- TASK REQUIREMENTS:
A. In the post about the book on popular delusions, update the passage between "My serious reading" and "that interested me.", inclusive, so that "Witch Mania" replaces "Witchmania".
B. According to the post about the book on popular delusions, in what year was the book first published?
C. Pick up the post about the book on popular delusions after its last sentence and keep writing it.
====== TEXT FOR ANALYSIS ======
Saturday, February 18, 2012

Extraordinary Popular Delusions

My serious reading is now done on the IPad and my new guideline is to purchase "real books" if they are curious in some way. This book's jacket was well worth the three bucks at the Bottom Shelf.  It was first published in 1841 and reprinted in 1932. Some of the delusions and madnesses the author covers are:
    1. The south sea bubble
    2. Tulipomania
    3. Magnetizers
    4. Influence of politics and religion on the Hair and Beard
    5. The Crusades
    6. Witchmania
    7. The Slow Poisoners
    8. Duels and Ordeals
    9. Relics
It was "The Slow Poisoners" that interested me.

 "The Italians of the sixteenth and seventeenth centuries poisoned their opponents with as little compunction as an Englishman of the present day brings an action at law against anyone who has done him an injury."
====== PROVIDED RECORDS ======
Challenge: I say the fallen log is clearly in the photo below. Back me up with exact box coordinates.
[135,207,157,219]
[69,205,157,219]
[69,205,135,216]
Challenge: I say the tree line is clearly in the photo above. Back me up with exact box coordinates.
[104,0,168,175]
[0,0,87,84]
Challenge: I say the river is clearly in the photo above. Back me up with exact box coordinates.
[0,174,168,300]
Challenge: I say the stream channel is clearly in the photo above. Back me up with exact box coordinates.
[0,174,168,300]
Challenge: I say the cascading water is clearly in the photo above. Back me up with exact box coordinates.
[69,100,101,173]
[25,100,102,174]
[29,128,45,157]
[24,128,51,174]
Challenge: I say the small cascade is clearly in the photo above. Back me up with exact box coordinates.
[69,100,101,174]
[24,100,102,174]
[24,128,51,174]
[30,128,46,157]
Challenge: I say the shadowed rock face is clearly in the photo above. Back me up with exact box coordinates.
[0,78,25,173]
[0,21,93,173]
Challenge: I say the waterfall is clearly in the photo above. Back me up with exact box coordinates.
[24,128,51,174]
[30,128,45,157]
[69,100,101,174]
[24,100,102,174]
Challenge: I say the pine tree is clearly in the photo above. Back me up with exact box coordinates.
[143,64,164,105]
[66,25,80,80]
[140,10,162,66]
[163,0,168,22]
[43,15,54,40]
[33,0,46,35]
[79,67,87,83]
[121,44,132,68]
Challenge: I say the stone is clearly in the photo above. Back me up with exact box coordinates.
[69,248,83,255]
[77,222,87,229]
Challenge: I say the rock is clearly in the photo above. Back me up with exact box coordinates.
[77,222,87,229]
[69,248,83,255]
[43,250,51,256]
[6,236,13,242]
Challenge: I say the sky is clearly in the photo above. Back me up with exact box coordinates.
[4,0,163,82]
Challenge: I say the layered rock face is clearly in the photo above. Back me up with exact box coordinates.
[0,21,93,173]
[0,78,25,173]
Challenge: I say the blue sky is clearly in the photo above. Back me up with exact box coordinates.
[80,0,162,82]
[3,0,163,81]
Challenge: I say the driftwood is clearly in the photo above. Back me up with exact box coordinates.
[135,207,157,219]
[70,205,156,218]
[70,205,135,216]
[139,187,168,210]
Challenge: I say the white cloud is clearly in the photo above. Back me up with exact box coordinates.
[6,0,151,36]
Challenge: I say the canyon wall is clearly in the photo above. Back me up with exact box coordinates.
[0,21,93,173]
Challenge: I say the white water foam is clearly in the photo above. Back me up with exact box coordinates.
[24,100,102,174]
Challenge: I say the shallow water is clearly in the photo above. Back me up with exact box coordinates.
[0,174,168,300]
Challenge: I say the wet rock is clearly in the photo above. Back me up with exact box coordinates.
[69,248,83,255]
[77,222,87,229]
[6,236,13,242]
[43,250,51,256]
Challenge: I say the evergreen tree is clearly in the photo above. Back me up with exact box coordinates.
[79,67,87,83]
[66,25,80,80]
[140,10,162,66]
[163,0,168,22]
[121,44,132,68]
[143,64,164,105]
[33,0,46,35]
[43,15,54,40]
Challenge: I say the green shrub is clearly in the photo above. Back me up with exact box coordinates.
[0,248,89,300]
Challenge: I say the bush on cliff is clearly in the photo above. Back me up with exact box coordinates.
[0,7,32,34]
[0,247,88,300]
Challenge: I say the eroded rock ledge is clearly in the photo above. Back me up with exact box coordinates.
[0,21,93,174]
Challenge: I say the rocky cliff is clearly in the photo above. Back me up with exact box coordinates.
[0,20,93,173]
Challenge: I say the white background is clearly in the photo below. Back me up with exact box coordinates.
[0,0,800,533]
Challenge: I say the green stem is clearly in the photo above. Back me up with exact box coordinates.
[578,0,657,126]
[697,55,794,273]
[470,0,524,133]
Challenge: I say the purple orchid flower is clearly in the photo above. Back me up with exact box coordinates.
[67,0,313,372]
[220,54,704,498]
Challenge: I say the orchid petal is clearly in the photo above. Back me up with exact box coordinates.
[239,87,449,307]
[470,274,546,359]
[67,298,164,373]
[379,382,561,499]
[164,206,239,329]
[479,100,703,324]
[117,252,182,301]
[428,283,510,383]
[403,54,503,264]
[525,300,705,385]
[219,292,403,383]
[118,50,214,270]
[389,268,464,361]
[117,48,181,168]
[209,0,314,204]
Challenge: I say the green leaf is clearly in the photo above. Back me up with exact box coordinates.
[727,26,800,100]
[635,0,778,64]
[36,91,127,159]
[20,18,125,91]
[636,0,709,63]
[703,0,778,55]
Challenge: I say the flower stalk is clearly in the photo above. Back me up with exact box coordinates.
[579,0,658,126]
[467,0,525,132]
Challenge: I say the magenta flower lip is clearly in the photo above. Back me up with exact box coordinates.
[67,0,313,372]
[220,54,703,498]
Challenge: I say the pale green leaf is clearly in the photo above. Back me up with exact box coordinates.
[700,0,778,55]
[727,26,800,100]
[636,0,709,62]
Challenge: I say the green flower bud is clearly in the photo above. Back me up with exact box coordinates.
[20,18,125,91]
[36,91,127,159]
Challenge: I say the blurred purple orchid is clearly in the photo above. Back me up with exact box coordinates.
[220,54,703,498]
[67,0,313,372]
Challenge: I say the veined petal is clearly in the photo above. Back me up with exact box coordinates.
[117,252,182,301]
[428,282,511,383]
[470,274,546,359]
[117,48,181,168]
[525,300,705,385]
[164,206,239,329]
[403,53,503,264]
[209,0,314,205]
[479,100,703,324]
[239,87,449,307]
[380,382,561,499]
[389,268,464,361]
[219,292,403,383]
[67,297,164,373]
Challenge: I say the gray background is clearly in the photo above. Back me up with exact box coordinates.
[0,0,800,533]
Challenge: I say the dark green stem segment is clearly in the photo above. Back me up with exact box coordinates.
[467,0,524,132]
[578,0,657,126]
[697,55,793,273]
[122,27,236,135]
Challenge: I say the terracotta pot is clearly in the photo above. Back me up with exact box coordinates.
======
- ANSWER SET:
A.
My serious reading is now done on the IPad and my new guideline is to purchase "real books" if they are curious in some way. This book's jacket was well worth the three bucks at the Bottom Shelf.  It was first published in 1841 and reprinted in 1932. Some of the delusions and madnesses the author covers are:
    1. The south sea bubble
    2. Tulipomania
    3. Magnetizers
    4. Influence of politics and religion on the Hair and Beard
    5. The Crusades
    6. Witch Mania
    7. The Slow Poisoners
    8. Duels and Ordeals
    9. Relics
It was "The Slow Poisoners" that interested me.

B. It was first published in 1841.

C.
In the year 1659 it was made know to Pope Alexander VII in Italy that great numbers of young women had avowed in the confessional that they had poisoned their husbands with slow poison. The Catholic clergy were shocked and alarmed at the extraordinary prevalence of the crime. People who would have been deterred from using the pistol or the dagger employed slow poisons without dread. It was noted at the time, that if any couple lived unhappily together, the husband soon took ill and died. Females were particularly prone to committing poisoning and it seems to have been regarded as a perfectly justifiable means of getting rid of an enemy or husband.  Ladies put poison bottles on their dressing-tables openly and used them with little scruples upon others. The idea was to send a cruel husband to "his last long sleep".  Sounds better than murder.

The poison was incorporated in food and drink. Small quantities were administered over a long period of time which gradually wore out the constitution of their victims. Arsenic was mixed into the salt, cantharides (Spanish fly) with the pepper.  Seven different kind of poison were commonly used: aquafortis, arsenic, mercury, powder of diamonds*, lunar-caustic (silver nitrate), great spiders and cantharides.

This poisoning business caught on in France as well; in the late seventeenth and eighteenth century the prisons of France teemed with people accused of this crime. Officials clamped down and two famous Parisian poisoners were discovered and burned alive in 1768  "their hands had been bored through with a red-hot iron and then cut off". Thirty to fifty women were hanged in principal cities; others were tortured on the rack to reveal their sources and confess.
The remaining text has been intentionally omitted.